Start DATASET EXCERPTS
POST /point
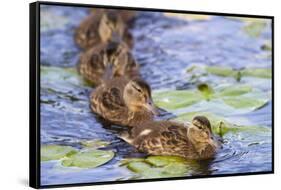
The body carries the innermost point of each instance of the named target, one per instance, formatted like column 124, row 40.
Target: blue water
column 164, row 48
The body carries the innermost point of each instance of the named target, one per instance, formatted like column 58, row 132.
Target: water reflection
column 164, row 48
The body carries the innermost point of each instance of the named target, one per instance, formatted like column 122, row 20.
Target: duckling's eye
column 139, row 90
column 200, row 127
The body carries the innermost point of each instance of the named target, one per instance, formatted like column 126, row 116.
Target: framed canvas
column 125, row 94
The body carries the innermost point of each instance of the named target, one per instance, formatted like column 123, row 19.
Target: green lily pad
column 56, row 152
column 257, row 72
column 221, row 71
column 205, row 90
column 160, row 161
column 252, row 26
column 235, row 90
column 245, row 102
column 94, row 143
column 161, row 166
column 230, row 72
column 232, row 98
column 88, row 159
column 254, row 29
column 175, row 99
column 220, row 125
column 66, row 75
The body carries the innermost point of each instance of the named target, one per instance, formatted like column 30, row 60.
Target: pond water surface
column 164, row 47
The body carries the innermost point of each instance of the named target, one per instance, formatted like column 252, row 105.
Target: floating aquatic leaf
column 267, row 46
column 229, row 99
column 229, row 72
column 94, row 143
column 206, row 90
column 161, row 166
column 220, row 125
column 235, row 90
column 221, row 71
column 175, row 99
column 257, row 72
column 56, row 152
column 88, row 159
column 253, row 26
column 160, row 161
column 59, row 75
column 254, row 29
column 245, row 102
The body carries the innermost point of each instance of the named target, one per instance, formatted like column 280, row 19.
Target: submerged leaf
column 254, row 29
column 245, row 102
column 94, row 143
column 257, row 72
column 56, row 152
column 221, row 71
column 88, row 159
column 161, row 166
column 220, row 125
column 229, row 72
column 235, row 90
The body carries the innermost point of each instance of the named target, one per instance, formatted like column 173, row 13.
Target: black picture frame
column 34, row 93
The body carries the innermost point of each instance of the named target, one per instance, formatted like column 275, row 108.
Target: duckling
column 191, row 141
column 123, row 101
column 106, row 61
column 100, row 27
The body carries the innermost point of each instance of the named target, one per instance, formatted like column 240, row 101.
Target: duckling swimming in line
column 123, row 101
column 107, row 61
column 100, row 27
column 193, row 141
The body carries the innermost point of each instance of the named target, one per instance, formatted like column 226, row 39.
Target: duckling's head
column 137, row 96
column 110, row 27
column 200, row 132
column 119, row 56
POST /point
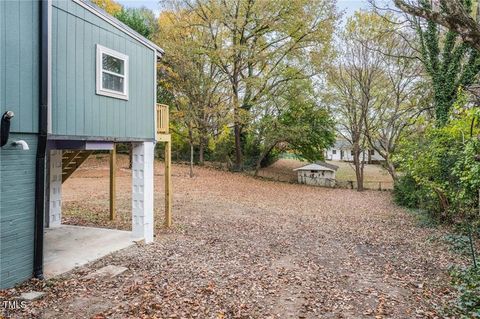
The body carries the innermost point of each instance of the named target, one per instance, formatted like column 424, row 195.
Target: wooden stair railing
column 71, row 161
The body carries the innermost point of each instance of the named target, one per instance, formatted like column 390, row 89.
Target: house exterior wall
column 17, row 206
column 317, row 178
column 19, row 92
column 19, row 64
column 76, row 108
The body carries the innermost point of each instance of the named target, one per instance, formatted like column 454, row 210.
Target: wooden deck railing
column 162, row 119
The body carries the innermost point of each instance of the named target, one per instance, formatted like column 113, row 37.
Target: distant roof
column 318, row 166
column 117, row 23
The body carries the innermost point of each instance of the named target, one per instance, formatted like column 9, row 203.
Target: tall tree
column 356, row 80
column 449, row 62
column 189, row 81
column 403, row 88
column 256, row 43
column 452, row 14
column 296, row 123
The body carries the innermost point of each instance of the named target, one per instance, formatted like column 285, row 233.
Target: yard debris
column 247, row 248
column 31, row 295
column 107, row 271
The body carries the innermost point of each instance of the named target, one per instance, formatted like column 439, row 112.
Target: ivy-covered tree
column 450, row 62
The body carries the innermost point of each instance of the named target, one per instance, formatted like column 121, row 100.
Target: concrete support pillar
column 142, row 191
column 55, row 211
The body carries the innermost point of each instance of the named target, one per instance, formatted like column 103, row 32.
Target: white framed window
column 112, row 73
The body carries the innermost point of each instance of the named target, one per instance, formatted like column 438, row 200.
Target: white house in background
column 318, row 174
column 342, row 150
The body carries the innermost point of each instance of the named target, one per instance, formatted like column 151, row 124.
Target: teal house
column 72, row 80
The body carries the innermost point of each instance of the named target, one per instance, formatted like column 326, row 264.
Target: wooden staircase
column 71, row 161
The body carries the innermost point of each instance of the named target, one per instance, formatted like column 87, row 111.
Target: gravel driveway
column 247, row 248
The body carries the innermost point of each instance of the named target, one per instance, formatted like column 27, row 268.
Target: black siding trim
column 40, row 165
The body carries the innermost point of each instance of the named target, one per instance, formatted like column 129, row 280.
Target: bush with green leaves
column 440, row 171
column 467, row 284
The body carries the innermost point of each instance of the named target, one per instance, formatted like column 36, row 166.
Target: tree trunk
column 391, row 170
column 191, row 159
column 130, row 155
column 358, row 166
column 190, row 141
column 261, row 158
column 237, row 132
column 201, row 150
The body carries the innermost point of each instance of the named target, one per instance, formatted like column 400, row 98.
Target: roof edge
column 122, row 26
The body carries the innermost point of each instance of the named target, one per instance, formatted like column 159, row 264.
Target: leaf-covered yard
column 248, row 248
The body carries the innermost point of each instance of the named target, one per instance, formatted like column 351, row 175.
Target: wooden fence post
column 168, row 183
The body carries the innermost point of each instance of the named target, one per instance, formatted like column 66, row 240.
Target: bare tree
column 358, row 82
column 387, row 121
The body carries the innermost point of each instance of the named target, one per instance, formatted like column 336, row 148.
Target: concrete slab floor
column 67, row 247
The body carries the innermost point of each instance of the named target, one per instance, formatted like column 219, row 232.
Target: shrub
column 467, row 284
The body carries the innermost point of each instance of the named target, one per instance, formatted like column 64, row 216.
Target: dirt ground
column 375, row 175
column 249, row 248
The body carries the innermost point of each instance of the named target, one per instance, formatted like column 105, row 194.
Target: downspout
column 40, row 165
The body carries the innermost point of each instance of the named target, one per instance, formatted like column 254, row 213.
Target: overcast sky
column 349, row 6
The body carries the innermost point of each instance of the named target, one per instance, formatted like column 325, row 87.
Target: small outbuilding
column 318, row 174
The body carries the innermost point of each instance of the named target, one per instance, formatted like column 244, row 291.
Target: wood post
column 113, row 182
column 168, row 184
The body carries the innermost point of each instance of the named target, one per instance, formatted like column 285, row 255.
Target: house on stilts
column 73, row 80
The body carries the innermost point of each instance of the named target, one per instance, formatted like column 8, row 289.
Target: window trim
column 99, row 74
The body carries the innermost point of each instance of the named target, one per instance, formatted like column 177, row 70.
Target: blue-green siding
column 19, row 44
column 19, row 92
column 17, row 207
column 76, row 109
End DATASET EXCERPTS
→ PROMPT
Copy out, word for word, every line from the one containing "58, row 132." through the one containing "column 66, row 75", including both of those lines.

→ COMPLETE RESPONSE
The body carries the innermost point of each instance of the named target, one per instance, formatted like column 58, row 132.
Target: water reflection
column 164, row 48
The body carries the innermost point of each instance of the named target, one per instance, formatted like column 122, row 20.
Target: duckling's eye
column 139, row 90
column 200, row 127
The body carries the innermost point of each instance of the named target, one per instance, formatted like column 126, row 116.
Target: framed canvas
column 125, row 94
The body carries the innermost point of each instance of the named target, one per instance, formatted like column 123, row 19.
Target: green lily pad
column 56, row 152
column 257, row 72
column 221, row 71
column 205, row 90
column 160, row 161
column 252, row 26
column 235, row 90
column 245, row 102
column 94, row 143
column 161, row 166
column 230, row 72
column 232, row 98
column 88, row 159
column 254, row 29
column 175, row 99
column 220, row 125
column 66, row 75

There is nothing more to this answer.